What the exercise asks
Look for "Reviewer note: see that each instance of the zebra head" in the listing below, then copy exactly the line it appears in and all lines after it to the end, and nothing more.

-- Start Records to process --

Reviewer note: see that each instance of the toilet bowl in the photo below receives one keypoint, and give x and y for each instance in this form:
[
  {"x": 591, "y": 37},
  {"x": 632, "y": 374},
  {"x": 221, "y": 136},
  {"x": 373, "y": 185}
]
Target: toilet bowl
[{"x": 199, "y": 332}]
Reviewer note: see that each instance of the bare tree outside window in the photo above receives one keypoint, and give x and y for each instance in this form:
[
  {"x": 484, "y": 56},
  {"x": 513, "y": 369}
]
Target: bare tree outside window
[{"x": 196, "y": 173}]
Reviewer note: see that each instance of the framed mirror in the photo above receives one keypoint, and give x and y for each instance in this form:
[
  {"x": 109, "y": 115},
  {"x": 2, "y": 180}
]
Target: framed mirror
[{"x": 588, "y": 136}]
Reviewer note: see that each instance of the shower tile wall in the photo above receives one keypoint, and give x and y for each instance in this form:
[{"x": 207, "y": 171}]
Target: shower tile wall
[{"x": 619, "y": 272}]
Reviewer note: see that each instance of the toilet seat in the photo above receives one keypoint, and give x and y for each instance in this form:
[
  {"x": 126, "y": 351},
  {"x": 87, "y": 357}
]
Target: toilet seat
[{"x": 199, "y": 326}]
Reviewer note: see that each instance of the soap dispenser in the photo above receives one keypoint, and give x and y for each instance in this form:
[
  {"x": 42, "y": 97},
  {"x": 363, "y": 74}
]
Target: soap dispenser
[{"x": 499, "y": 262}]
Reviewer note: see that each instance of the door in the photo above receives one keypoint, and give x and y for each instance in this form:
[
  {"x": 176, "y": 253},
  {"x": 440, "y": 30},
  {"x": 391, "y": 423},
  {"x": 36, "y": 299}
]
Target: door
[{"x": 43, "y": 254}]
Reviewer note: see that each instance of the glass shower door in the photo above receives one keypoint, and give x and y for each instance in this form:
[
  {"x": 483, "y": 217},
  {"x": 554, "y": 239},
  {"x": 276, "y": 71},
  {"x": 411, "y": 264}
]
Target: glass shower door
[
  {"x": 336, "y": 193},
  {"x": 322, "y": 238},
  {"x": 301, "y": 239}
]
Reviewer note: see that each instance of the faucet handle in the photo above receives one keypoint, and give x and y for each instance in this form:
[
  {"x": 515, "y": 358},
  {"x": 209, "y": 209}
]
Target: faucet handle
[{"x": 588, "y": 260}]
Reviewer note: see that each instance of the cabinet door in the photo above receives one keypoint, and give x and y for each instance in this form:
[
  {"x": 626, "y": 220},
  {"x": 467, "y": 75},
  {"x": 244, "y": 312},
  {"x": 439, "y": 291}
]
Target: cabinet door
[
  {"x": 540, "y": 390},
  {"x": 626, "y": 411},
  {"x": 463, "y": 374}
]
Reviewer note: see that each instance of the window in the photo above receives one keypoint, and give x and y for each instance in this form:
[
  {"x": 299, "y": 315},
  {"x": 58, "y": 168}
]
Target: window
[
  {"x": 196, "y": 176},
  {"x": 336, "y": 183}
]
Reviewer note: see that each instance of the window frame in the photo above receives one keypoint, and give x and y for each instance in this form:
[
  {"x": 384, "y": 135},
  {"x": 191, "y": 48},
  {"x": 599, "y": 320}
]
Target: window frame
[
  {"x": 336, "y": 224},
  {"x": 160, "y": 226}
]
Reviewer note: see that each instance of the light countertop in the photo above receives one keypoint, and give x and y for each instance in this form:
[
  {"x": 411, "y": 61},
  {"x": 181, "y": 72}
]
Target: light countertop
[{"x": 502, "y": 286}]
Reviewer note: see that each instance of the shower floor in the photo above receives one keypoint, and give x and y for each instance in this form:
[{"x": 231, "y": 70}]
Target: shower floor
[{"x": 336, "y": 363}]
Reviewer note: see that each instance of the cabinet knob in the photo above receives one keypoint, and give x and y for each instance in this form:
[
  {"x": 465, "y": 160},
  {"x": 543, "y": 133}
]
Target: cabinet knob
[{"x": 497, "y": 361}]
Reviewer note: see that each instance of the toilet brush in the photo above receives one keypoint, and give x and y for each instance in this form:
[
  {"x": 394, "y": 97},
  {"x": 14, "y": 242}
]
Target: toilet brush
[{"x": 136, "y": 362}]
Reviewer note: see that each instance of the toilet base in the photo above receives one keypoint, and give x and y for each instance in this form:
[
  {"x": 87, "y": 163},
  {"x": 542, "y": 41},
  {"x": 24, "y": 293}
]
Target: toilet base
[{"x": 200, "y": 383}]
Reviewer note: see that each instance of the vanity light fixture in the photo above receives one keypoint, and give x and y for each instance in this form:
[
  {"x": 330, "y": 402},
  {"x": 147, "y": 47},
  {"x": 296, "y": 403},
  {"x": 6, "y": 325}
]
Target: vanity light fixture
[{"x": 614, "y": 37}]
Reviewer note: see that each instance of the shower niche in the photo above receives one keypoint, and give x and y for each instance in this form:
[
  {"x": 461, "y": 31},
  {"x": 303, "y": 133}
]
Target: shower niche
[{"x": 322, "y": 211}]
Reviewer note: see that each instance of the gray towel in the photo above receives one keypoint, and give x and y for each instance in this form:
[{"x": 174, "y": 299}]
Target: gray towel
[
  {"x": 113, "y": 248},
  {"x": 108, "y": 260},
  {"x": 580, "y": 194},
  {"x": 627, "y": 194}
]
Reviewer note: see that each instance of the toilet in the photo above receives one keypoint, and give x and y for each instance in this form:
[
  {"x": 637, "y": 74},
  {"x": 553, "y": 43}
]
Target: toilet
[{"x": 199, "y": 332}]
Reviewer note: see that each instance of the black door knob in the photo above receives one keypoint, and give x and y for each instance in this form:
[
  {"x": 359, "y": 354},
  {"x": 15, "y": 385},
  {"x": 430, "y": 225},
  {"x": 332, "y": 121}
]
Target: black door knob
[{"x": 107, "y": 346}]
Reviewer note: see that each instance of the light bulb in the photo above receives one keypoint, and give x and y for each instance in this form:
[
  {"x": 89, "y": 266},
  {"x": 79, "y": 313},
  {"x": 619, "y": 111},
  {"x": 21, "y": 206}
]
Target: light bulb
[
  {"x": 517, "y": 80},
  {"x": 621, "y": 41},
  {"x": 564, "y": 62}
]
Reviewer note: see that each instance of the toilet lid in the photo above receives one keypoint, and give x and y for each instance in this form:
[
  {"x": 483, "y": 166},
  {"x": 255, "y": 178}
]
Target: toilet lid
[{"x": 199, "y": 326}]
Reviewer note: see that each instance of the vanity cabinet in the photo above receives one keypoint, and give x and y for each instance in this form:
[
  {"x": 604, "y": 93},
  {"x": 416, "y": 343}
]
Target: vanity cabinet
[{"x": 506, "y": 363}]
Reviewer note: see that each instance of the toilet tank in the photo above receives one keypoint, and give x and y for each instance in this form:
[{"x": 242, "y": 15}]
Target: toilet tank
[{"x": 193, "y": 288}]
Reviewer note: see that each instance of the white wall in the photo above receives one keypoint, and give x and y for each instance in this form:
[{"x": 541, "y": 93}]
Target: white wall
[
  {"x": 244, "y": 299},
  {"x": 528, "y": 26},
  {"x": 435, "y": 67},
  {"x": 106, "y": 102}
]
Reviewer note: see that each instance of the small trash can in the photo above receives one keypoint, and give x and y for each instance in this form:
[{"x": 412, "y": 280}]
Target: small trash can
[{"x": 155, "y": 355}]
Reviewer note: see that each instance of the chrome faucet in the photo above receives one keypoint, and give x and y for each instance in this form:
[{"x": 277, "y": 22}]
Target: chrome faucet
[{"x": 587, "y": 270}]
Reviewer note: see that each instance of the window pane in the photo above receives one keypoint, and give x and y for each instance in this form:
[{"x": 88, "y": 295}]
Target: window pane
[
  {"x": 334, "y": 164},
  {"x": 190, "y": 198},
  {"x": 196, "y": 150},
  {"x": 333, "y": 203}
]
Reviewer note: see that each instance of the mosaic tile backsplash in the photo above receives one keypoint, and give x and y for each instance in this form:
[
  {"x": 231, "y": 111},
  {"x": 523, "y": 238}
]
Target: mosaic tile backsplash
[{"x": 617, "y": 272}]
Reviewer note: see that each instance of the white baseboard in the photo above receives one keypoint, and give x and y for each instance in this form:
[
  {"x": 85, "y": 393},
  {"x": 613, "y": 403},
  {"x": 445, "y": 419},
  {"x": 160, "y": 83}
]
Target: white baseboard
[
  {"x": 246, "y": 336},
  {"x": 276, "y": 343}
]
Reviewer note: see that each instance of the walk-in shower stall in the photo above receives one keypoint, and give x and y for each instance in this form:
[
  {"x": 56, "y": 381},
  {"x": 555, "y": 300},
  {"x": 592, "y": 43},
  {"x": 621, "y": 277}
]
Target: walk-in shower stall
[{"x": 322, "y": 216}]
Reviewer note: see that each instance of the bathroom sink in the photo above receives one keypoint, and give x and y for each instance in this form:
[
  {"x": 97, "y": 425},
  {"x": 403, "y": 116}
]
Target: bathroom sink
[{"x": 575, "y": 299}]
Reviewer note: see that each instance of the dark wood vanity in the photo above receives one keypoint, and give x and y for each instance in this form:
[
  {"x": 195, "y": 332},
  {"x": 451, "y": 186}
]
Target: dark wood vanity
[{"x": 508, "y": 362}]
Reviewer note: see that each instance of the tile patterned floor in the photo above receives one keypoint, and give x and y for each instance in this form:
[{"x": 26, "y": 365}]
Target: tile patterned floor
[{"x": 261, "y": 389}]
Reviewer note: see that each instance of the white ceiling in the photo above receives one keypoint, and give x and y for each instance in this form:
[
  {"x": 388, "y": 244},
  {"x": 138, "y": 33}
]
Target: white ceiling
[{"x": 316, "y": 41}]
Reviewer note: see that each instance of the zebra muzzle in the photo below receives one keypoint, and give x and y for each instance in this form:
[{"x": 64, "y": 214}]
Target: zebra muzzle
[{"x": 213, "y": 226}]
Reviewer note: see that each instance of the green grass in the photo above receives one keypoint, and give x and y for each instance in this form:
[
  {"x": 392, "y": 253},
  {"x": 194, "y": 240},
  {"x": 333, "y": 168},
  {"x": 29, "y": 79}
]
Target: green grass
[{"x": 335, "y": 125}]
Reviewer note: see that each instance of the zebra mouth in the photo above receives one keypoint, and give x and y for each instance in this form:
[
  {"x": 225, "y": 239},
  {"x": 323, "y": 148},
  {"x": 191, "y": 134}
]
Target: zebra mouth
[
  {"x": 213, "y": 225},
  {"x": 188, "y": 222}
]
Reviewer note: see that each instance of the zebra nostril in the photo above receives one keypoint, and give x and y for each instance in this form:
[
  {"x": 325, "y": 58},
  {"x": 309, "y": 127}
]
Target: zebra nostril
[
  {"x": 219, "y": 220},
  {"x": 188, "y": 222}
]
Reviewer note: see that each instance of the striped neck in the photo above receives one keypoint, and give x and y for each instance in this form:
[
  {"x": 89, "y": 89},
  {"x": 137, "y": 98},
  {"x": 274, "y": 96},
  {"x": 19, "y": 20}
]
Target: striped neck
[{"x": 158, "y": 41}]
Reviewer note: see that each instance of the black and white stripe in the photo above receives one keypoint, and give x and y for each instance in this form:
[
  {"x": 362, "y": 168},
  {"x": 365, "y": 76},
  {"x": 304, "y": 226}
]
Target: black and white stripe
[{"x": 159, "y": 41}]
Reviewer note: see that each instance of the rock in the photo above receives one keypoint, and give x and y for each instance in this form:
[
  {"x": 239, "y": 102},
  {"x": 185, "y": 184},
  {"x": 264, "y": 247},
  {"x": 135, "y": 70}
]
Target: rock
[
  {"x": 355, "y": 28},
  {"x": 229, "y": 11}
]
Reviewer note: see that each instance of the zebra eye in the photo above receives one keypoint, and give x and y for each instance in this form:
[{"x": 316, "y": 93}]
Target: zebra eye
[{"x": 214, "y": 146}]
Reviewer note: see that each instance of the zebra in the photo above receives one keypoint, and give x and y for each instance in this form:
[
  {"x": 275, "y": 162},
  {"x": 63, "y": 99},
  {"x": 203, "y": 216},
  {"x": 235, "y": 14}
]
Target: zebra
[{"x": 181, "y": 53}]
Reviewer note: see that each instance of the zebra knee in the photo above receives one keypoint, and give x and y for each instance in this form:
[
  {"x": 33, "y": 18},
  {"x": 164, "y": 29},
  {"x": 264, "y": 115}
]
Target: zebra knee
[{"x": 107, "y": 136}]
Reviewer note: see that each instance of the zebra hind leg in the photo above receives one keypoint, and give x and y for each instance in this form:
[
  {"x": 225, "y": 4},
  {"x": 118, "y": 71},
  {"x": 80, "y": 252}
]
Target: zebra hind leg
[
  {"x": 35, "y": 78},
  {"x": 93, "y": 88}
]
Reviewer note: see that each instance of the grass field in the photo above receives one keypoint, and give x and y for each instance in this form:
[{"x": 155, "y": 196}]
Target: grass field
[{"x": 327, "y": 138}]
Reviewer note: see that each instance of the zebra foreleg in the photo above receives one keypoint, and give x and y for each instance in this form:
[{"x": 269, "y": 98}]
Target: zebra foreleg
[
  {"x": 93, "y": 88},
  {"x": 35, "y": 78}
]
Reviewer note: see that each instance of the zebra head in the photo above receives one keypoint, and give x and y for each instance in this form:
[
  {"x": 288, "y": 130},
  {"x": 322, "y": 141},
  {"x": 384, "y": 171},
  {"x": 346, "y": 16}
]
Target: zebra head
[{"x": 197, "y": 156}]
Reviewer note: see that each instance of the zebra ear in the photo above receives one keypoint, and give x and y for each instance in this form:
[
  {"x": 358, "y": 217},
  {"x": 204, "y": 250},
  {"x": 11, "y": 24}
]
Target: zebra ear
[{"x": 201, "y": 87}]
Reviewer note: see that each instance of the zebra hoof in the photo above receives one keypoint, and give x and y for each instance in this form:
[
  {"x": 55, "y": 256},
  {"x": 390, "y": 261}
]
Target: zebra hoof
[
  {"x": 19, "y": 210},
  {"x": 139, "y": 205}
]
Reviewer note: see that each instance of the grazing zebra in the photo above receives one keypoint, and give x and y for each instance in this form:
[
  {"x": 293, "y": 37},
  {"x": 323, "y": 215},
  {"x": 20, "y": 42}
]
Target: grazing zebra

-- End Records to process --

Exercise answer
Reviewer note: see that each instance of the zebra head in the photo above receives one keypoint, and give x and y for each instance in this form:
[
  {"x": 288, "y": 130},
  {"x": 322, "y": 141},
  {"x": 384, "y": 171},
  {"x": 346, "y": 16}
]
Target: zebra head
[{"x": 197, "y": 156}]
Reviewer note: see that each instance of the zebra ear in the photo above receives one keypoint, and give x and y for each instance in this form:
[
  {"x": 358, "y": 217},
  {"x": 204, "y": 250},
  {"x": 11, "y": 24}
]
Target: zebra ear
[{"x": 201, "y": 87}]
Reviewer note: see that each instance of the zebra hoof in the photo above receives one keypoint, and give x and y for each instance in this form:
[
  {"x": 55, "y": 256},
  {"x": 390, "y": 261}
]
Target: zebra hoof
[
  {"x": 19, "y": 210},
  {"x": 139, "y": 205}
]
Reviewer note: see that each instance of the grazing zebra in the photo above receives one keypoint, and give x and y for each instance in this form:
[
  {"x": 293, "y": 37},
  {"x": 323, "y": 215},
  {"x": 20, "y": 42}
]
Target: grazing zebra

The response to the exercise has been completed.